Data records
#####
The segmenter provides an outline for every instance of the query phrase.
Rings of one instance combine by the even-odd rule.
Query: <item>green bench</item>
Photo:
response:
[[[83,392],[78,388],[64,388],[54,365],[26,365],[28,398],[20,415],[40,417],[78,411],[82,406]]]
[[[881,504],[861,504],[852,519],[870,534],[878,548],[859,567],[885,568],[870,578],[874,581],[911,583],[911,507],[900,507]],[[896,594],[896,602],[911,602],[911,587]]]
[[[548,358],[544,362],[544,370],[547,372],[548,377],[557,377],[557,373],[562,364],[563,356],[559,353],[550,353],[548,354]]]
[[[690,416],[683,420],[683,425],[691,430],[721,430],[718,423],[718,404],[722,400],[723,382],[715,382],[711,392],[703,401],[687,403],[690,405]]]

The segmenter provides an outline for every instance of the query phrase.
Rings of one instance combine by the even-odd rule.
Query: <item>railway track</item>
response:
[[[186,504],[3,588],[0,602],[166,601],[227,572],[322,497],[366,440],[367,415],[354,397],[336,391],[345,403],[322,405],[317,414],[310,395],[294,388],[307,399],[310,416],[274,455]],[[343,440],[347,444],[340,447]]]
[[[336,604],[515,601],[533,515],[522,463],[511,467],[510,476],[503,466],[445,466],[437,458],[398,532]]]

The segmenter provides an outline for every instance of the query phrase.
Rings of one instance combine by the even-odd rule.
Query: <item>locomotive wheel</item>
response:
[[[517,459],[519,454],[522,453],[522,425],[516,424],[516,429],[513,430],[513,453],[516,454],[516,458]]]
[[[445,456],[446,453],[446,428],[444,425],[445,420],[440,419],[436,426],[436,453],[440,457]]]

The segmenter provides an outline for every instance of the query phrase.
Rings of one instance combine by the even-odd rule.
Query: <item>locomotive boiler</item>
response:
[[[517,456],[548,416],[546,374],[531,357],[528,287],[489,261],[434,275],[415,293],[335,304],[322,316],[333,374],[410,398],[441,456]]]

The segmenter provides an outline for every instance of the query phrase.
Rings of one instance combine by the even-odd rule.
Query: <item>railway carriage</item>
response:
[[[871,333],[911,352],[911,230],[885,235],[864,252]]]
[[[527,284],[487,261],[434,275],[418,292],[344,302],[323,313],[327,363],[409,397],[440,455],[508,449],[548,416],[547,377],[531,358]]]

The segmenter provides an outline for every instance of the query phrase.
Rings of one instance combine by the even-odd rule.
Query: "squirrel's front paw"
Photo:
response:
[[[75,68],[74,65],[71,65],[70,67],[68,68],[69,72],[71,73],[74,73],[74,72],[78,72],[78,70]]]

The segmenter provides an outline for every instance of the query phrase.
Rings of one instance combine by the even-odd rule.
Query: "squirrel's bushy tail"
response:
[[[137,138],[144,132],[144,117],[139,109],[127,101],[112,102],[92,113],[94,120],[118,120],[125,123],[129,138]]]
#####
Written request: Take the entries and copy them out exactly.

Task result:
The segmenter provides an outline for every instance of the query phrase.
Rings of one instance combine by the even-odd rule.
Query: <item>green bench</item>
Photo:
response:
[[[83,392],[78,388],[64,388],[54,365],[26,365],[28,398],[20,415],[40,417],[78,411],[82,406]]]
[[[881,504],[861,504],[852,519],[870,534],[878,548],[859,567],[885,568],[870,578],[874,581],[911,583],[911,507],[900,507]],[[896,594],[896,602],[911,602],[911,587]]]
[[[548,358],[544,362],[544,370],[547,372],[548,377],[557,377],[557,373],[562,364],[563,356],[559,353],[550,353],[548,354]]]
[[[690,416],[683,420],[683,425],[691,430],[721,430],[718,423],[718,404],[722,400],[723,382],[715,382],[711,392],[703,401],[687,403],[690,405]]]

The segmenter provides an outline for every instance of the query phrase.
Rings of one instance combine by the even-odd rule.
Query: <item>railway track</item>
response:
[[[186,504],[3,588],[0,602],[166,601],[227,572],[322,497],[366,440],[367,415],[354,397],[336,391],[345,403],[322,405],[317,414],[310,395],[294,388],[307,399],[310,416],[274,455]],[[343,440],[347,444],[340,447]]]
[[[336,604],[515,601],[533,515],[522,463],[511,467],[510,476],[503,466],[445,466],[437,458],[398,532]]]

The segmenter provides an outline for every instance of the query phrase.
Rings of one instance combine by the even-odd rule.
Query: <item>locomotive wheel</item>
response:
[[[517,459],[519,454],[522,453],[522,425],[516,424],[516,429],[513,430],[513,453],[516,454],[516,458]]]
[[[445,456],[446,453],[446,428],[444,425],[445,420],[440,419],[436,426],[436,453],[440,457]]]

The segmenter provides an outline for every instance of the query phrase.
Rings of one instance combine by the even-odd rule.
Query: <item>locomotive boiler</item>
response:
[[[517,456],[548,416],[546,374],[531,357],[528,287],[489,261],[434,275],[415,293],[335,304],[322,316],[333,374],[410,398],[441,456]]]

The segmenter provides an outline for every instance of the query phrase.
Rings of one instance combine by the even-odd rule.
Query: <item>railway carriage</item>
response:
[[[871,333],[911,352],[911,230],[885,235],[864,252]]]
[[[527,284],[487,261],[434,275],[418,292],[344,302],[323,313],[327,363],[409,397],[440,455],[508,449],[548,416],[547,377],[531,358]]]

The segmenter provides an outline for every instance of the query phrase.
Rings of one instance combine by the even-odd rule.
Query: "squirrel's front paw"
Photo:
response:
[[[75,68],[74,65],[71,65],[70,67],[68,68],[69,72],[71,73],[74,73],[74,72],[78,72],[78,70]]]

The segmenter provides an outline for every instance of the query phrase.
Rings of one instance combine by the even-odd rule.
Query: "squirrel's bushy tail"
response:
[[[137,138],[144,132],[144,117],[139,109],[127,101],[112,102],[92,113],[94,120],[118,120],[125,123],[129,138]]]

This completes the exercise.